◆ **Directions for this task**
Can you print the part of the listing below that opens with the line containing "Kindly outline every instance of the grassy" and closes with the line containing "M 540 351 L", both included, copying each line character for character?

Region outline entries
⟨
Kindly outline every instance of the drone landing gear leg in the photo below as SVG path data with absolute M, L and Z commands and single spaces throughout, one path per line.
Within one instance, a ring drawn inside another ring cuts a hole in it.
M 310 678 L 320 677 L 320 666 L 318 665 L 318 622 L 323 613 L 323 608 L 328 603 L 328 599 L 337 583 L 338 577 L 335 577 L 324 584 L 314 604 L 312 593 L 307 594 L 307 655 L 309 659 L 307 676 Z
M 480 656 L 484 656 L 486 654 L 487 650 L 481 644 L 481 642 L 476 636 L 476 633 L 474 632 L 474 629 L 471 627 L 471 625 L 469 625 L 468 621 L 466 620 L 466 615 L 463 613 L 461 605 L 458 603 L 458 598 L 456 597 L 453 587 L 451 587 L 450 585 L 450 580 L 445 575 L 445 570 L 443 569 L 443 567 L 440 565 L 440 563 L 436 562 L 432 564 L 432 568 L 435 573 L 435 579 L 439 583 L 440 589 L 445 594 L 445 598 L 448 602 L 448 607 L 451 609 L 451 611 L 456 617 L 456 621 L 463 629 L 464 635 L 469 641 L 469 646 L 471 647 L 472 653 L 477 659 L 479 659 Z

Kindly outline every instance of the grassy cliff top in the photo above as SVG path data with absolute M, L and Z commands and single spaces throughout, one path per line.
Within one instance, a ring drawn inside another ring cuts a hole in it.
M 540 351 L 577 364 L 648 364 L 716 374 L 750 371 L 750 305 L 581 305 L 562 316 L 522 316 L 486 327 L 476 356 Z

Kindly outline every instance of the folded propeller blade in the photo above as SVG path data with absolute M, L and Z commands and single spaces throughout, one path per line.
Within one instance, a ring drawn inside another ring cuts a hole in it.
⟩
⟨
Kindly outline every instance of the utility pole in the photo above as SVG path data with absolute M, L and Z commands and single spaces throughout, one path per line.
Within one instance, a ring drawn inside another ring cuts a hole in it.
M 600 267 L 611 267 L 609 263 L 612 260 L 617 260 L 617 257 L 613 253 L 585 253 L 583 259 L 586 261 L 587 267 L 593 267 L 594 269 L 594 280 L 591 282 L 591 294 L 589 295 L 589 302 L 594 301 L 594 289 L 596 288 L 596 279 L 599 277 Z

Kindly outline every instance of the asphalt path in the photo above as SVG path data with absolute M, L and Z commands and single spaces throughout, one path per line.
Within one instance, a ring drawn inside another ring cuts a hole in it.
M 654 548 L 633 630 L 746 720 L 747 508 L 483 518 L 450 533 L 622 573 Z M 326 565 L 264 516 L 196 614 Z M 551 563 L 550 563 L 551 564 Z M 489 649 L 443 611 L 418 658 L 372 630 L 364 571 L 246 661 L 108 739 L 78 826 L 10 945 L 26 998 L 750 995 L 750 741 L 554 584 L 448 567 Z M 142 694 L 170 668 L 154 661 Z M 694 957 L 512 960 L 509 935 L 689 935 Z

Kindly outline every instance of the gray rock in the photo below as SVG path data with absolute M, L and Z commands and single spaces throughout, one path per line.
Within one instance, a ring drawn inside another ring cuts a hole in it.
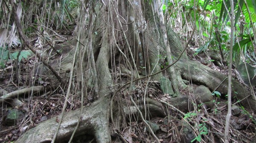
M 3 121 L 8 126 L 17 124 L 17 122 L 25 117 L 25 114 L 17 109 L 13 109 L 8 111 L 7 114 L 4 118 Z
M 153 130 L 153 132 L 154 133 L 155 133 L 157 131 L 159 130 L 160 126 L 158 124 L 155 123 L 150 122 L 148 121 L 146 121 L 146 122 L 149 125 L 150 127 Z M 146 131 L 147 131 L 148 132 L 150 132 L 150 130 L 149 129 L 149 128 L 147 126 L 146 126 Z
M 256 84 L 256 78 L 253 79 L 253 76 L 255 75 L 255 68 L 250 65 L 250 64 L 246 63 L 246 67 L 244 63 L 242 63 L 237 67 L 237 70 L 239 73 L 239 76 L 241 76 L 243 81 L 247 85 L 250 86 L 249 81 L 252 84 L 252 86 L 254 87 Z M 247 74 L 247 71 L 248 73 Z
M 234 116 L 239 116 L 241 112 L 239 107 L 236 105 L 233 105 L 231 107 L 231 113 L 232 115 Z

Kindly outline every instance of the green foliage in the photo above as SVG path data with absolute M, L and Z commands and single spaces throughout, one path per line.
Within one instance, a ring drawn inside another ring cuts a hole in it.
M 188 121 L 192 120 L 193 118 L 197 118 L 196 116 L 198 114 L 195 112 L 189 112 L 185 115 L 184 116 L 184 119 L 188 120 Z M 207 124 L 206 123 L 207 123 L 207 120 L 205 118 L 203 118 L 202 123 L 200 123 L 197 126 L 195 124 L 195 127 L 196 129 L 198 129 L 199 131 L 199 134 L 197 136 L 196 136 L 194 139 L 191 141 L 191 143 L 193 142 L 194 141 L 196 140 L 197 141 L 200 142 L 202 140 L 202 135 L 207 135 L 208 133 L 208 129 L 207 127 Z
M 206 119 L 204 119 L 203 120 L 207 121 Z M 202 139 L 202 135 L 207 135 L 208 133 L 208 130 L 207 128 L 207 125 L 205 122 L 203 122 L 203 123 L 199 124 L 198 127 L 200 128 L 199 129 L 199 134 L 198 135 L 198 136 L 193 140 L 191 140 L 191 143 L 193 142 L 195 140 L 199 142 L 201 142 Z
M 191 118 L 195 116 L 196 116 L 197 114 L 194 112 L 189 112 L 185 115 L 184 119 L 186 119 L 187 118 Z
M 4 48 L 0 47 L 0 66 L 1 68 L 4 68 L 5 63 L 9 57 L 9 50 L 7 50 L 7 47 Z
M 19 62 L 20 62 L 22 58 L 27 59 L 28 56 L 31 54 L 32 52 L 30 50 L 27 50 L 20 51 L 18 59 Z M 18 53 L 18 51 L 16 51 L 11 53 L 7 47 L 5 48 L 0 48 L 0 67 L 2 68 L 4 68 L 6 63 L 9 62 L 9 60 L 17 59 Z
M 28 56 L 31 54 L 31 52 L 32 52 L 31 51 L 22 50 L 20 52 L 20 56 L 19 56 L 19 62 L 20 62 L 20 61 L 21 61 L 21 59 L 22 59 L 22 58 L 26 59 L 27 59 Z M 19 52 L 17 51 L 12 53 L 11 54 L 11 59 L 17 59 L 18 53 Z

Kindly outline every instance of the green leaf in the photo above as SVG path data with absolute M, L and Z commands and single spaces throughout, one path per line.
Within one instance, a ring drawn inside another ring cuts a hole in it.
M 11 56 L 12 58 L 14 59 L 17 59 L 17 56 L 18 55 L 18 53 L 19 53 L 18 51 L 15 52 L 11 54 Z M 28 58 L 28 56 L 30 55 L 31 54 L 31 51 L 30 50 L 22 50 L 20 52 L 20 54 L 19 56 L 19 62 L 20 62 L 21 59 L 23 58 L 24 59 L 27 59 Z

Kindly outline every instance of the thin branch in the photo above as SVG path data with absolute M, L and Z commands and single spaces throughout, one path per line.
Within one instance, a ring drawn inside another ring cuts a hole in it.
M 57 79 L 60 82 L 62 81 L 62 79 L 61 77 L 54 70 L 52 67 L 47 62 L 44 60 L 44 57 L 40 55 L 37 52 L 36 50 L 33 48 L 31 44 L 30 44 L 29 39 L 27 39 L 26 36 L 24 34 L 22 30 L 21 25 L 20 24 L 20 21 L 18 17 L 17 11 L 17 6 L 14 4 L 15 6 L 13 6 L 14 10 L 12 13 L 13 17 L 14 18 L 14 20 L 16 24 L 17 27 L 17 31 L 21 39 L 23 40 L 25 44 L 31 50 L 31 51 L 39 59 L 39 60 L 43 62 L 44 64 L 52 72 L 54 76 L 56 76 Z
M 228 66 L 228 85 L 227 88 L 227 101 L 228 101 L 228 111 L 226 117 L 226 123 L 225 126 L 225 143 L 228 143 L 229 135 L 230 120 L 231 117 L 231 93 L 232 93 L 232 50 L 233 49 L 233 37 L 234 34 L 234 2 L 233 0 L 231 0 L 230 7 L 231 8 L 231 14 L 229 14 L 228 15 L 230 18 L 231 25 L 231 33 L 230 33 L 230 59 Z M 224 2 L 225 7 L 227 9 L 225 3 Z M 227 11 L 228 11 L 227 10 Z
⟩
◆ **Problem solution**
Kindly outline every instance of the grassy cliff top in the photo above as SVG path data with absolute M, L and Z commands and single spaces throughout, one path per line.
Within one instance, a ring drawn inside another ring cuts a hole in it.
M 540 351 L 577 364 L 648 364 L 716 374 L 750 371 L 750 305 L 581 305 L 562 316 L 522 316 L 486 327 L 476 356 Z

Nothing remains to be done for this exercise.